(Collected data)
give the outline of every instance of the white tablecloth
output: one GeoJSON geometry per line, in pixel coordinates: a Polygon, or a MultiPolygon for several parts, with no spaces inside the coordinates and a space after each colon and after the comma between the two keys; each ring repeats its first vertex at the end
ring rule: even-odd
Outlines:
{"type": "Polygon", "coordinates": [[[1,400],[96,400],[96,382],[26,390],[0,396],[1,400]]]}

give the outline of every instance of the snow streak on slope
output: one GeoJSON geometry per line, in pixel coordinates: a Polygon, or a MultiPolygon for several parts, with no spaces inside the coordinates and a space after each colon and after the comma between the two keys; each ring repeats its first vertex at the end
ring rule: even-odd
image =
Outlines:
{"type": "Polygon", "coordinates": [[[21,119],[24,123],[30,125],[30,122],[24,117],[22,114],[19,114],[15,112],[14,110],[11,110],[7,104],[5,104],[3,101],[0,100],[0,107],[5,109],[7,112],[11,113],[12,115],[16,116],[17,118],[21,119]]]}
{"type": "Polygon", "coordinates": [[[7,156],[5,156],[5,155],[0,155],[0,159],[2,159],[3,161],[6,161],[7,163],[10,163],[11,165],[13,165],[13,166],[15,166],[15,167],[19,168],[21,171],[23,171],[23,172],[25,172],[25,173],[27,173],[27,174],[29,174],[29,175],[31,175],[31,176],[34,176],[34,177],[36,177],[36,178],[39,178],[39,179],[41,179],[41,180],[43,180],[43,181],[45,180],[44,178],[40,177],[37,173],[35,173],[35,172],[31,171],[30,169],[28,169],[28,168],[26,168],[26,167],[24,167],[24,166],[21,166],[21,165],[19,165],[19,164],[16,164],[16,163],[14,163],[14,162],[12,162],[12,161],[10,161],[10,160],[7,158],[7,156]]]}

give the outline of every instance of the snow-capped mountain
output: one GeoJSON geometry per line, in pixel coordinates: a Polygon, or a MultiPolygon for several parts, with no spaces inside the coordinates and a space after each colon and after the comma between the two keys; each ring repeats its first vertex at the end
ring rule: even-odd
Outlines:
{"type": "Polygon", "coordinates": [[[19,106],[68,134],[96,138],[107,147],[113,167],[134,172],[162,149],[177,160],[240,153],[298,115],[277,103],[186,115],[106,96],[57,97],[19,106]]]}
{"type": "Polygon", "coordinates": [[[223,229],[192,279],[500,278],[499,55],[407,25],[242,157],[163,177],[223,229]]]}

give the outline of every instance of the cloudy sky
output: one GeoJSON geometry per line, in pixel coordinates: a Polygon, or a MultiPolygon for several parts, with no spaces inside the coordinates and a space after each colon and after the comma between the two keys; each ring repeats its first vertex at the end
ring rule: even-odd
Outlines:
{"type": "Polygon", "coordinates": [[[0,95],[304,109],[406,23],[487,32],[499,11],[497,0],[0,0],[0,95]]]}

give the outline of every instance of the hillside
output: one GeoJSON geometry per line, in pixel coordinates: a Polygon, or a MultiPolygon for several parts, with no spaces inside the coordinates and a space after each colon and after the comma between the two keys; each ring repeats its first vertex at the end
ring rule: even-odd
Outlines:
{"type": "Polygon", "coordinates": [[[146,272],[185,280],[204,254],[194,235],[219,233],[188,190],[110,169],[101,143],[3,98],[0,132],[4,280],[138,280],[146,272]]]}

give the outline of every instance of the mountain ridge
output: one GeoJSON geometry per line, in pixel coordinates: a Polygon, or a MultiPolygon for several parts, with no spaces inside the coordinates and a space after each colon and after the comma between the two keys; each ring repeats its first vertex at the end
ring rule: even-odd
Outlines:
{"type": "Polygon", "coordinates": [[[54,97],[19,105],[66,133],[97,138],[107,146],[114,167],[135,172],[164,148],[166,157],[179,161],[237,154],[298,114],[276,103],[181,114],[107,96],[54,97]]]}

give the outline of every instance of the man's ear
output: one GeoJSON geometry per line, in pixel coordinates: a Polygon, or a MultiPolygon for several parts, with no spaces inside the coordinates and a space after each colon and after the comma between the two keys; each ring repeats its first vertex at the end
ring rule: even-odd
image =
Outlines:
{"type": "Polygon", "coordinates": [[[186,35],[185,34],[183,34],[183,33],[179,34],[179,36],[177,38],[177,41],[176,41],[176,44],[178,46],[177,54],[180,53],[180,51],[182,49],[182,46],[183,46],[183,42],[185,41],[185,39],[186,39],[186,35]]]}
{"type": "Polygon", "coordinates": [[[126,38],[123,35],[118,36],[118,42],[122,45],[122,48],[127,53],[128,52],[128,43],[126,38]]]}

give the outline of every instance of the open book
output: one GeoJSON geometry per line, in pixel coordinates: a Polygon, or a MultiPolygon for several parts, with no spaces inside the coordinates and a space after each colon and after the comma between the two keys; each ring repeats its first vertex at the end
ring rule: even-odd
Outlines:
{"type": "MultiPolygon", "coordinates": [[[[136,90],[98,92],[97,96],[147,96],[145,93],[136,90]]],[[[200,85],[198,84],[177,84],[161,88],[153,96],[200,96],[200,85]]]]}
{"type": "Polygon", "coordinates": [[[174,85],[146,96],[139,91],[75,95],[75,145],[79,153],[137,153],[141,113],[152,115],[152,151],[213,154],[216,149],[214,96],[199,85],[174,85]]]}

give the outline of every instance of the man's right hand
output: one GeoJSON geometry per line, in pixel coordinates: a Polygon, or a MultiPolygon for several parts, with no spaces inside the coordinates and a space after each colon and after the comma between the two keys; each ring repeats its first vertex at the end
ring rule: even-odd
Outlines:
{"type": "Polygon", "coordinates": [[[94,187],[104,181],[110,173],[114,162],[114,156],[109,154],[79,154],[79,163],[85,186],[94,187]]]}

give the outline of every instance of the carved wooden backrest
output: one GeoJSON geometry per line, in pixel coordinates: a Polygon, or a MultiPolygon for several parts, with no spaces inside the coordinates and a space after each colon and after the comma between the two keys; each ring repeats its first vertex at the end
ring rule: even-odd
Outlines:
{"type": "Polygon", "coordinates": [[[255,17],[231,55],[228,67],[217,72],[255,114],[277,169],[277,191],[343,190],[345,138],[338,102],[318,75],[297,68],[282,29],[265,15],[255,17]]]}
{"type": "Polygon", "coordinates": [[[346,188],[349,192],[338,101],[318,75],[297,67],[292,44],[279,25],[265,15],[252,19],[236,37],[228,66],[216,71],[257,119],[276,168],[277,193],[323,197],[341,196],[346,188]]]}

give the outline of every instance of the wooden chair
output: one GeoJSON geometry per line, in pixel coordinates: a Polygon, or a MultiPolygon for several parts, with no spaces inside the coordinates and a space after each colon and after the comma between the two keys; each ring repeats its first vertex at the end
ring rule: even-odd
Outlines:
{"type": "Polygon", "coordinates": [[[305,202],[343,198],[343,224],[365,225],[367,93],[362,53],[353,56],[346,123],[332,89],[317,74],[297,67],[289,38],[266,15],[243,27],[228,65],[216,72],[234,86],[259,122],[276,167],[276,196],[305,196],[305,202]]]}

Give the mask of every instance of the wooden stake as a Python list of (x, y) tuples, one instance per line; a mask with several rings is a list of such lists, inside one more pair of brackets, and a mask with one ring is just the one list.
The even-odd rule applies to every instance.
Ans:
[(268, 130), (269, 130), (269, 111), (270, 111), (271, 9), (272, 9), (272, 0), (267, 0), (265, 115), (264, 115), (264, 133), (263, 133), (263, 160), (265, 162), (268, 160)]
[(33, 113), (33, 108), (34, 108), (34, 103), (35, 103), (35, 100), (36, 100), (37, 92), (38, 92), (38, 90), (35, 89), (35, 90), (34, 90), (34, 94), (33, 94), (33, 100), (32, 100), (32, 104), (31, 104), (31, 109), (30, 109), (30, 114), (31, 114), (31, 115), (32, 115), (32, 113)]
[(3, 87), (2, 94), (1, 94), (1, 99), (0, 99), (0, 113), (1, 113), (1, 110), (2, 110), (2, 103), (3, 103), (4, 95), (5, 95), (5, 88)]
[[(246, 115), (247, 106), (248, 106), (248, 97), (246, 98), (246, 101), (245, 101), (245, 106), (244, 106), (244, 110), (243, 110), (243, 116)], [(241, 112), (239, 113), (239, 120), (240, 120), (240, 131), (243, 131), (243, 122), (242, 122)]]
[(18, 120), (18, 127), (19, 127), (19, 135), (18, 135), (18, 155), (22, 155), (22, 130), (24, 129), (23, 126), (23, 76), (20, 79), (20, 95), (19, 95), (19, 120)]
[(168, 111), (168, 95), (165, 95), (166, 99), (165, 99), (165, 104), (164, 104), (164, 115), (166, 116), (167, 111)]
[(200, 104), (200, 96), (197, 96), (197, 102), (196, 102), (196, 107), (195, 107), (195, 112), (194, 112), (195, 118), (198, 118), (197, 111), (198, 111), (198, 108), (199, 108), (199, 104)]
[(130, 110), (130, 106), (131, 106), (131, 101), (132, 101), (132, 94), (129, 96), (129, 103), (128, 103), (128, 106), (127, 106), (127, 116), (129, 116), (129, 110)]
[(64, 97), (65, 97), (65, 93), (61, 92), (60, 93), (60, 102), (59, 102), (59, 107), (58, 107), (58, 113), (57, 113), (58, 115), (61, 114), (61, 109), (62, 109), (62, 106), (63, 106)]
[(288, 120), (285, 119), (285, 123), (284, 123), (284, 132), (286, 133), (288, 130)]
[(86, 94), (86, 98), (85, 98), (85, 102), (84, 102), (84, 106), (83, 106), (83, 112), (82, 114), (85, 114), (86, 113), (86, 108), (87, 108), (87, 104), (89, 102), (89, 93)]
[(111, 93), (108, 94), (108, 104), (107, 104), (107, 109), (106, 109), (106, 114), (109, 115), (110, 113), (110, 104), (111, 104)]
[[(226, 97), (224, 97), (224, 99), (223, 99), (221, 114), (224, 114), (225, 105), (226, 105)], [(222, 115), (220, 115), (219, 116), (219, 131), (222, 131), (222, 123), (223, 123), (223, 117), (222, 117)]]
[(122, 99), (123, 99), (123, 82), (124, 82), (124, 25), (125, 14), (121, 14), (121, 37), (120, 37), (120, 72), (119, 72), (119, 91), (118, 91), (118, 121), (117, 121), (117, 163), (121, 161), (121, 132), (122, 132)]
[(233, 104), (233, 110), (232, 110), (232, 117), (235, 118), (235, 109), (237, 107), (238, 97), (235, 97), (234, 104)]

What to work on: Nothing but a number is asked for: how many lines of the records contain the word "snow"?

Result of this exercise: 2